**TEXT BLOCK**:
- - -

2nd International Conference on Influenza

Daniel Lingwood

The Ragon Institute of MGH, MIT and Harvard, USA

ScientificTracks Abstracts: J Infect Dis Ther

DOI: 10.4172/2332-0877.C1.014

Abstract
Much of the influenza virion surface is occupied by a dense array of trimeric hemagglutinin (HA) that functions to engage sialyloligosaccharide on a target cell. This dense packing of spike protein is also thought to restrict antibody access to the conserved HA stem epitope, a weak immunogenic target for broadly neutralizing antibody (bnAb) responses against this virus. However, recent cryo-EM studies, have suggested that stem-directed bnAbs do not have restricted access to this site. To functionally define the source of weakened immunogenicity to the stem epitope, we compared stem specific antibody responses to three structurallydefined presentations of HA: Soluble trimer and ferritin nanoparticle 8mers displaying either the full-length trimer or stem/stalk region alone. Surprisingly, we found that while the nanoparticles were more immunogenic, only the soluble trimeric format elicited detectable stem-epitope directed antibodies upon initial exposure to antigen. We propose that antigen multivalency, a cornerstone of both vaccine design and viral architecture, imposes not only repetitive array to increase immunogenicity but also restricted antigen orientation, which can limit exploration of antigenic space, insuring that immunodominant non-neutralizing responses are nonlinearly amplified during this process. Repetitive exposure to the soluble HA trimer eliminates reactivity to stem due to amplification of immunodominant non-stem responses; our work shows that multivalent HA display can achieves the same result within a single encounter. These data highlight a previously unrecognized mode of immune distraction and delineate the relationship between antigen valency and the target-specificity of the humoral response.

- - -

Point-per-instance localization data:

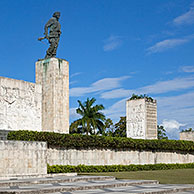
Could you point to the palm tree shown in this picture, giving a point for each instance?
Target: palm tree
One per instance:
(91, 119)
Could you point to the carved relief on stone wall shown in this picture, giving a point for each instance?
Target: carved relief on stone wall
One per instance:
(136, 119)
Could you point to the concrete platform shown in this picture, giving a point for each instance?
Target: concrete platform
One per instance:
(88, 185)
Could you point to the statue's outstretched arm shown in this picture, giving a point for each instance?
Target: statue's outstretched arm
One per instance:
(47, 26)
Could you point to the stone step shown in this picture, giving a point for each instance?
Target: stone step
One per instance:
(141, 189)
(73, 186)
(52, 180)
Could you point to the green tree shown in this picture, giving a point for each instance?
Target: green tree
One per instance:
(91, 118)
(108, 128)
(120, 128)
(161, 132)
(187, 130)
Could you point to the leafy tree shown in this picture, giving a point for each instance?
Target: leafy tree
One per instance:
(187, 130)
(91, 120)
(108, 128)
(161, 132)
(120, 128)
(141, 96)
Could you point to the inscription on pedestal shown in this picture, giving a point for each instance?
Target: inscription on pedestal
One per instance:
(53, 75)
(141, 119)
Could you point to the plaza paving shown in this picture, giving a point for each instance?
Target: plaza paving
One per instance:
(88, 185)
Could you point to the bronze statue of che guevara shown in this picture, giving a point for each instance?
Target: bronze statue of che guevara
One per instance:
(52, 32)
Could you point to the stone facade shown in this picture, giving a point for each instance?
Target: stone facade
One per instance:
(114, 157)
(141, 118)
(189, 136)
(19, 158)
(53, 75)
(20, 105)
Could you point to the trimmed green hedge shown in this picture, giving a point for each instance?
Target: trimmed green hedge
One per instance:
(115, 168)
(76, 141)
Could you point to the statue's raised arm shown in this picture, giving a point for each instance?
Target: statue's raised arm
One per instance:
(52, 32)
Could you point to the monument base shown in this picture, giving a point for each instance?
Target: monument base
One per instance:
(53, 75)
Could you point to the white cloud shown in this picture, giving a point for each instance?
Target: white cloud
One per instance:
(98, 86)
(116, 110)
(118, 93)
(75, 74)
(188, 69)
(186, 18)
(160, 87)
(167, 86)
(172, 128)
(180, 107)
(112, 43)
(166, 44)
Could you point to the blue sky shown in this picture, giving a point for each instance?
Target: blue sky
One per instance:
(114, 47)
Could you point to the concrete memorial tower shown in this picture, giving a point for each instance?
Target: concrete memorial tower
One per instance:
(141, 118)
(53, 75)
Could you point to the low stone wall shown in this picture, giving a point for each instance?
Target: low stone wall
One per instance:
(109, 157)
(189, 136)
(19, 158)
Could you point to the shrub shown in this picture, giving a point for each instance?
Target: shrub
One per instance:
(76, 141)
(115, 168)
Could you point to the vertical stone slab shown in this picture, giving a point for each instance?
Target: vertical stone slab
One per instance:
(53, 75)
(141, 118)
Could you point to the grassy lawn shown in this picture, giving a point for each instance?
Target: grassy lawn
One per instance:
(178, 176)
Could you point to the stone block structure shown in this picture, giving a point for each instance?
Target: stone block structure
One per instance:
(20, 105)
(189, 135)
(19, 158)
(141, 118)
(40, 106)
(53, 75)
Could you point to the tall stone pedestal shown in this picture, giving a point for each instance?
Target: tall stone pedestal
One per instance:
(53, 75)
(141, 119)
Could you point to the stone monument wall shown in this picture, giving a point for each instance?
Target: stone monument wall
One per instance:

- - -

**WHAT TO WORK ON**:
Condense the paragraph of the influenza abstract that begins "Much of the influenza virion surface" into a short bulleted list that keeps its main facts.

**SOLUTION**:
- Trimeric hemagglutinin (HA) densely covers much of the influenza virion surface and binds sialyloligosaccharide on target cells.
- This dense packing is thought to limit antibody access to the conserved HA stem epitope, a weak immunogenic target for broadly neutralizing antibodies (bnAbs), though recent cryo-EM studies suggest stem-directed bnAbs are not restricted there.
- To find the source of the stem's weak immunogenicity, stem-specific antibody responses were compared across three HA formats: soluble trimer, and ferritin nanoparticle 8mers displaying either the full-length trimer or the stem/stalk region alone.
- The nanoparticles were more immunogenic, but only the soluble trimer elicited detectable stem-directed antibodies on first exposure.
- Proposal: antigen multivalency both raises immunogenicity through repetitive arrays and restricts antigen orientation, limiting exploration of antigenic space and nonlinearly amplifying immunodominant non-neutralizing responses.
- Repeated exposure to soluble HA trimer eliminates stem reactivity by amplifying non-stem responses; multivalent HA display produces the same result in a single encounter.
- The data reveal a previously unrecognized mode of immune distraction and define how antigen valency relates to the target-specificity of the humoral response.